__Extracted text__
────
As with baking or painting, throwing a bunch of ingredients or colours together without doing so strategically won’t get you the outcome you want. Skincare is the same. When you learn how to layer and mix your skincare products the right way, you’ll be sure your skin drinks up maximum benefits for glowing results.
The many options you have might seem overwhelming, but it’s actually quite simple. We’re here to break it down for you.
Rule of Thumb: The most important thing to remember is to layer your skincare from thinnest to thickest consistency.
Why? Skincare formulas with the smallest molecules, like those in toners and water-based serums, need to go first since they penetrate your skin more easily. That way, you prevent larger-molecule skincare from “blocking” other layers of skincare from penetrating your skin. With this in mind, your skincare regimen should go in this order:
We all know cleansing comes first, but it’s worth noting if you are a fan of double-cleansing popularised by K-beauty rituals (cleansing and rinsing twice), the rule is inversed: start with your thick (oil) cleanser, then finish with your thinner cleanser, which typically comes in cream, gel or foam form.
Example for Sensitive Skin: Wash away impurities without disrupting the delicate skin barrier with The Max Stem Cell Cleanser or if your skin is extra irritated or red, use Ormedic Balancing Facial Cleanser.
Exfoliator and/or Mask
Whether you choose to exfoliate weekly or a few times per week, polishing your face is the next logical step. After cleansing and/or exfoliating is the time to luxuriate in your favorite mask.
Example for sensitive skin: Exfoliate with Iluma Intense Brightening Exfoliating Powder and Mask with Ormedic Balancing Gel Masque if you’re experiencing redness, Vital C Hydrating Enzyme Masque for brightening or I Mask Biomolecular Hydrating Recovery Mask for a boost of hydration.
────
__Activity__
Write the next part of the skincare layering guide, picking up after its last sentence.
────
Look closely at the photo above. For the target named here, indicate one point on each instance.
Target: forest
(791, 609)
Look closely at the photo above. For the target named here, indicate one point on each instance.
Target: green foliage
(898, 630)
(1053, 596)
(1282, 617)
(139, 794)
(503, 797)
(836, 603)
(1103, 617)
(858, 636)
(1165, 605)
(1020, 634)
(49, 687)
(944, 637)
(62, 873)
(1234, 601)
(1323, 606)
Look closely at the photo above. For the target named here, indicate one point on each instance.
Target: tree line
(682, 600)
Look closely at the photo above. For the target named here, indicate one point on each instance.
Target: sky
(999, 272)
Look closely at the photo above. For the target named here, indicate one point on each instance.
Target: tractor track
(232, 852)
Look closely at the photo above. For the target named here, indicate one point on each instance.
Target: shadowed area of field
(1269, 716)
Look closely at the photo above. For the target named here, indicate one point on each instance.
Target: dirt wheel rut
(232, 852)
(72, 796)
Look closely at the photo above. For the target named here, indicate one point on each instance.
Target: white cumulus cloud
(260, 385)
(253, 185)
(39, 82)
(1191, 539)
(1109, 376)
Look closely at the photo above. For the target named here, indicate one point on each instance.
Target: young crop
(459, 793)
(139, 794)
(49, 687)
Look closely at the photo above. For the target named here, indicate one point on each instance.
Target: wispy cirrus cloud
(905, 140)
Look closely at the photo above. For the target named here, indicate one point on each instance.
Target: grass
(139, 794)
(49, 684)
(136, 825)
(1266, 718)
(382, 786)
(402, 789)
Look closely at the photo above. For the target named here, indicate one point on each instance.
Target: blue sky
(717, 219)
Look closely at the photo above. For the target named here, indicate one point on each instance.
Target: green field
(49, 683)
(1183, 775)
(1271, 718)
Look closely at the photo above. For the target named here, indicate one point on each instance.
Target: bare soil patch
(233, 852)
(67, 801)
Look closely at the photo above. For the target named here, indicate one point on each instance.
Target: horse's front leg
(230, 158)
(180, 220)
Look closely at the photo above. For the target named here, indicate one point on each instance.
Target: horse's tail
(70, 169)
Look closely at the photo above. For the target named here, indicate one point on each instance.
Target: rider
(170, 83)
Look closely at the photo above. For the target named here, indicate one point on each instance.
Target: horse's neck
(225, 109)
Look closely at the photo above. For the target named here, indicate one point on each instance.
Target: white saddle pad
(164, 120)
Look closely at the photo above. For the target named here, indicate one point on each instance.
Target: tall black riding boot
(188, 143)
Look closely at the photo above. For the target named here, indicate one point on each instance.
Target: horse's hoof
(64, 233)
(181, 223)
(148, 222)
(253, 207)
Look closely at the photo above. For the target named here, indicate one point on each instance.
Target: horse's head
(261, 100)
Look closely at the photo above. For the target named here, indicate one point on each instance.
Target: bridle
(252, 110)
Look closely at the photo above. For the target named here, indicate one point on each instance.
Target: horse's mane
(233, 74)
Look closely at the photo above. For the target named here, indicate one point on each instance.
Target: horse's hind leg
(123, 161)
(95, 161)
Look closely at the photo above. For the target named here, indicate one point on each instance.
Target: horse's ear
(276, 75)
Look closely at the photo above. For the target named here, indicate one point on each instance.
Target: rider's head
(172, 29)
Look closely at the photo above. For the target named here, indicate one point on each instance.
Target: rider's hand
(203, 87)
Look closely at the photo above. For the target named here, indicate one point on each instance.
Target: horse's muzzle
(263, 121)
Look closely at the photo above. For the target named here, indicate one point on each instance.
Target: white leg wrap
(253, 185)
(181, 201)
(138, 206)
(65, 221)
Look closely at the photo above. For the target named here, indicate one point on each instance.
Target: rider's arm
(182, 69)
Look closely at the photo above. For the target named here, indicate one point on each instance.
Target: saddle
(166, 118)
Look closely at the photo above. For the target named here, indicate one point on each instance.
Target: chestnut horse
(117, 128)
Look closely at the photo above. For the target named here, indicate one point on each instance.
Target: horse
────
__Exercise output__
Toners and Mists
Toners, mists, pre-moistened pads, essences or other watery liquid skincare formulas are the first product you apply that doesn’t get rinsed off. Apply while your skin is still damp from rinsing so it can absorb the ingredients more efficiently.
If you keep a spot treatment on deck to zap those occasional blemishes, dab it on right after toning. Massage it in and let it sit for a moment.
Serums do the heavy lifting when it comes to correcting specific skin concerns since they contain the highest concentration of active ingredients that target anti-ageing or acne, hyperpigmentation, sensitivity or dryness issues. They also usually contain potent antioxidants to fight free radical damage, one of the most important ways to slow down the manifestation of ageing.
The beauty of serums is they’re highly customisable. You can change them out to tailor to your needs. For instance, if you’re breaking out one week, you can use a serum that targets breakouts, then switch over to a brightening serum if you’ve spent too much time in the sun or your complexion appears lackluster.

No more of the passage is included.